Recorded information
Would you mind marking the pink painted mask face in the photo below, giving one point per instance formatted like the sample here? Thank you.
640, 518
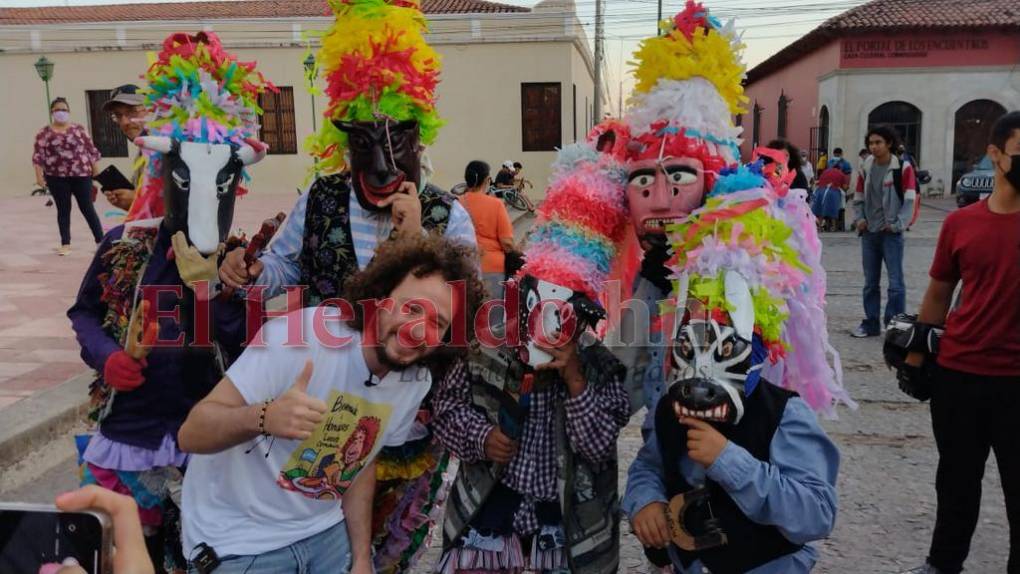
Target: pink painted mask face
663, 193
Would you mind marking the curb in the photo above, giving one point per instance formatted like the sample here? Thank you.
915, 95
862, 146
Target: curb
31, 423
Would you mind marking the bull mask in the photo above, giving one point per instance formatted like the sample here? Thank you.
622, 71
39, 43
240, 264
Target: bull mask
385, 154
714, 363
548, 314
200, 181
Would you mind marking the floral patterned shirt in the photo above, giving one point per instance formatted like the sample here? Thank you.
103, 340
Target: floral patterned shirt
70, 154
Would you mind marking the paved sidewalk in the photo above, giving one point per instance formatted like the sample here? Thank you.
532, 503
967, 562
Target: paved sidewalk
38, 350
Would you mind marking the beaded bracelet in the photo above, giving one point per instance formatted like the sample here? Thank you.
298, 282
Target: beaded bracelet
261, 417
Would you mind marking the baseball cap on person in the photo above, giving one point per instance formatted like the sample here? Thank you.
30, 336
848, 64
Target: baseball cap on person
126, 94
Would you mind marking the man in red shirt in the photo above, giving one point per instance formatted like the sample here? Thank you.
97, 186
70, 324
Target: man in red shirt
975, 387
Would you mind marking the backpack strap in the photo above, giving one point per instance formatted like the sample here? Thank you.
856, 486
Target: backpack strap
898, 181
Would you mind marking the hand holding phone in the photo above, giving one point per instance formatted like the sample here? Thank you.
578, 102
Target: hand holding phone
39, 538
75, 536
132, 556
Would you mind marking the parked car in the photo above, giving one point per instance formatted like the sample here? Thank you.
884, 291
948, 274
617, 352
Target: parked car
976, 184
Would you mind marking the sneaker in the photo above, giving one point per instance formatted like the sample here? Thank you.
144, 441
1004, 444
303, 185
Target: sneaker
926, 569
861, 332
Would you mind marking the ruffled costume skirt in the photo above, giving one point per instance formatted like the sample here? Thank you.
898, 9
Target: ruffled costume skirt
152, 477
492, 545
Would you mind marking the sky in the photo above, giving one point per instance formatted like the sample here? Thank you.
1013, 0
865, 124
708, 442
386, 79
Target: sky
768, 25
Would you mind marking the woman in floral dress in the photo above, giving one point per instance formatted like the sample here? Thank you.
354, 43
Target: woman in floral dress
65, 159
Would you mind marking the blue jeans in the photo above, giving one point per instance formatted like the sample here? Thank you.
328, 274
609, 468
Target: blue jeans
325, 553
876, 248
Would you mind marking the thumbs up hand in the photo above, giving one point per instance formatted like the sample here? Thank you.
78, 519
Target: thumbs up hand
295, 414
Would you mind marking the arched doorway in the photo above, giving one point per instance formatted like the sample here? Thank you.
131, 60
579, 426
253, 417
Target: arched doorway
823, 131
905, 118
973, 126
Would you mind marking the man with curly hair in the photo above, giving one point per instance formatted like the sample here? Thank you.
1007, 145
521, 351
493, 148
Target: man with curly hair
294, 398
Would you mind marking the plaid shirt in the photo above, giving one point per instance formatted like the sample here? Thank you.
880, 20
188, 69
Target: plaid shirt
594, 421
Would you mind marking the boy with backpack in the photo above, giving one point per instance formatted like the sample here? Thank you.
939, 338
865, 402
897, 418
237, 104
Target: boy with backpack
883, 203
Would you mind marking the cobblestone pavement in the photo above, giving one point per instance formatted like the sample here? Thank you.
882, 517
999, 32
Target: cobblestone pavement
38, 350
886, 479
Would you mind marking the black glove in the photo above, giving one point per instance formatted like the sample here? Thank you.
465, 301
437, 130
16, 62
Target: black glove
915, 381
653, 265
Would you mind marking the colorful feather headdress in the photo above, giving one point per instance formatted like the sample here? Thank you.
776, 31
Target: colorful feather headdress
580, 223
689, 88
753, 224
197, 92
376, 65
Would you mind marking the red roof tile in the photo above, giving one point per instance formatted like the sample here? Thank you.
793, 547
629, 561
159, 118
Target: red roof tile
218, 9
889, 15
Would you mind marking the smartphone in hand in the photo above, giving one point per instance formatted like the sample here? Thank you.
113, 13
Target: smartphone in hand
39, 538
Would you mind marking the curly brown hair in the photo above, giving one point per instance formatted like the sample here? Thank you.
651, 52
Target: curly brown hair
421, 256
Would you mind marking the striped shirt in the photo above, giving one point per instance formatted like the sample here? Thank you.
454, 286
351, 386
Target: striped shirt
282, 264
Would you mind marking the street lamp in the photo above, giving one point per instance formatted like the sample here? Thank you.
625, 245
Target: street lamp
311, 73
44, 67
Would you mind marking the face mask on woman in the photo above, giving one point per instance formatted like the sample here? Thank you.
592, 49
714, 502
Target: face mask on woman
1013, 175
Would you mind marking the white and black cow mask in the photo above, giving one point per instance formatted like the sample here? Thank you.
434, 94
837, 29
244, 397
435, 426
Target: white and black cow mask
200, 183
712, 359
551, 314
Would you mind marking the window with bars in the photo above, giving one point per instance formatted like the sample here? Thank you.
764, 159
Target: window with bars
541, 109
782, 108
277, 121
756, 124
107, 136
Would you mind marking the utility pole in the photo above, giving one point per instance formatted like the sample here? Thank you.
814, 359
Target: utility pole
600, 42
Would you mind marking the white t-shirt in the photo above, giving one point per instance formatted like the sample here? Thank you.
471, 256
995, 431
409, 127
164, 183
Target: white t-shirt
257, 497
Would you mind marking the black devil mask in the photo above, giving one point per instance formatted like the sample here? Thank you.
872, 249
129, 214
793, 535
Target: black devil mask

What the exercise asks
Restate each entry word for word, leaving out any pictures.

Solution to the problem
Would you mind marking the pink painted mask face in the photo below, giving one point per instance formatted like the sample here? Thank you.
640, 518
Target: pink painted mask face
663, 193
Would you mind marking the curb in the photo above, giving one point per instance formatted like the sample here? Thank you.
915, 95
862, 146
Target: curb
31, 423
Would you mind marking the bull mask in the photo above, giving one point per instance formatted like the sample here? Thank you.
622, 71
39, 43
240, 264
Target: bull mask
385, 154
714, 363
548, 314
200, 181
Would you mind marking the floral patterned shirt in the photo above, giving one point per instance formatted like the sample here? Thank you.
103, 340
Target: floral patterned shirt
70, 154
Would you mind marking the paved sidewalk in the photo above, giving one point per instance formatted like the sample here? Thank you.
532, 503
967, 562
Target: paved sidewalk
38, 350
Would you mind marking the beaded bracelet in the photo above, giving one point per instance formatted like the sample here? Thank you.
298, 282
Target: beaded bracelet
261, 417
Would you mind marking the baseball cap on person in the photo above, giving one point per instance formatted like the sample here? Thank you.
30, 336
848, 64
Target: baseball cap on person
126, 94
Would you mind marking the man in red shirt in the photo above, giving one point per instance formatted like the sample here? Thank you.
97, 186
70, 324
Target: man in red shirt
975, 387
Would you mind marking the backpack strap in the photo above, giving one point per instance formatted like the sample here? Thank you.
856, 486
Target: backpack strap
898, 181
Would you mind marking the hand holding phone in the photo above, giving one point per instance formatted like the sample here? Thank you.
578, 102
Target: hand holding phone
39, 538
75, 536
132, 556
Would you mind marking the parked car in the photo above, giving one point per instance formatted like the sample here? Thank you.
884, 291
948, 274
617, 352
Target: parked car
976, 184
Would you mind marking the sneaker in the photo above, giving one point per instance formatted like the sample here? Thank you.
144, 441
1004, 444
303, 185
Target: sneaker
926, 569
861, 332
Would you mind marking the ruffled costume skirt in the photo above, giving one point per instance formatted like the sample here? Thank you.
898, 9
Target: ruffled costume skirt
152, 477
492, 545
Would you mind marking the sky in the photo above, giving one point per instance formatted like the sample here? Thank you.
1013, 0
865, 124
708, 442
386, 79
Target: sky
768, 25
Would you mind marking the woman in floral dress in the photo above, giving one point per instance formatted like the sample here? Thank you.
354, 43
Target: woman in floral dress
65, 159
Would you mind marking the blue jeans in the photo above, giving one point per instance formatted like the sample here? Thank you.
328, 274
609, 468
Target: blue jeans
325, 553
876, 248
Would you mind marking the thumbs up hand in the photo above, giving one point per instance formatted like the sample here? Thank you.
78, 519
Target: thumbs up hand
295, 414
Would you mind marking the arched doorway in the photo above, giving one point per instance formatted like the sample here? Thank you.
131, 60
579, 426
253, 417
Target: arched doorway
823, 131
905, 118
973, 126
Would you mind marking the man with curly hair in the photo above, giving one point per instance formatted like the sample here? Thank you.
1007, 145
521, 351
493, 148
Target: man with curly hair
294, 398
Would you mind marking the plaid shirt in the photo above, giving one point per instance formatted like the sample here? Thank you.
880, 20
188, 69
Target: plaid shirt
594, 421
Would you mind marking the boy with backpack in the photo above, giving one point per instance formatted like the sample here? Thank you.
939, 338
865, 402
897, 418
237, 104
Target: boy with backpack
883, 203
Would you mind marking the cobblestone pavement in the photo above, giving one point per instance formatted like the sample here? Thank you.
882, 517
999, 32
Target: cobblestone pavement
38, 350
886, 479
Would you mind marking the black glove in the photo above, giving one point per instance formatted like the sample here? Thank you.
465, 301
437, 130
16, 62
Target: black glove
915, 381
653, 265
Would you mind marking the colorful feather headdress in the photo above, giving one point per instance formatted like the sample here? Thank you.
776, 31
Target: colorful feather headdress
580, 223
689, 88
753, 224
197, 92
376, 65
Would you mind marking the red roof tile in the photo above, giving one point per instance formatted like the sample here? Thank you.
793, 547
629, 561
159, 118
Target: red roof tile
218, 9
889, 15
Would you mind marking the smartphone in hand in the photo above, giving one point per instance formatted like the sample here? Thank you.
113, 13
Target: smartphone in hand
39, 538
Would you mind marking the curly brown hair in the photo above, giving one point per instance formatted like the sample here? Thank you.
651, 52
Target: curly brown hair
421, 256
Would you mind marking the striped shirt in the photo above, giving one point per instance formatted like the sample here? Thank you.
454, 286
351, 386
Target: striped shirt
282, 264
Would you mind marking the street lamp in the photo above, giving one point per instance formatted like the sample here? Thank you.
625, 245
Target: street lamp
311, 73
44, 67
Would you mind marking the face mask on woman in the photo above, giving one point per instance formatted like the sample here? Thank you.
592, 49
714, 502
Target: face mask on woman
1013, 175
Would you mind marking the white and black cow mask in the photo above, giving one point per instance formatted like the sample here? Thank you.
434, 94
837, 29
244, 397
435, 426
Target: white and black cow mask
200, 183
712, 359
551, 314
Would you mind marking the window with bars in the photo above, giving one point per instance formatted like the sample here? Thank you.
764, 159
Target: window with bars
541, 109
782, 108
277, 121
756, 124
107, 136
Would you mind marking the utility pole in the photo above, giving one point per instance formatted like the sample here? Thank you.
814, 359
Target: utility pole
600, 42
Would you mind marking the white t-shirt in the photo above, giving one point per instance formatted like the sample here? Thank you.
471, 256
995, 431
409, 127
164, 183
Target: white t-shirt
257, 497
Would you mind marking the black devil mask in the photo above, giving one point per instance formatted like the sample here? Thank you.
872, 249
129, 214
793, 535
Target: black devil mask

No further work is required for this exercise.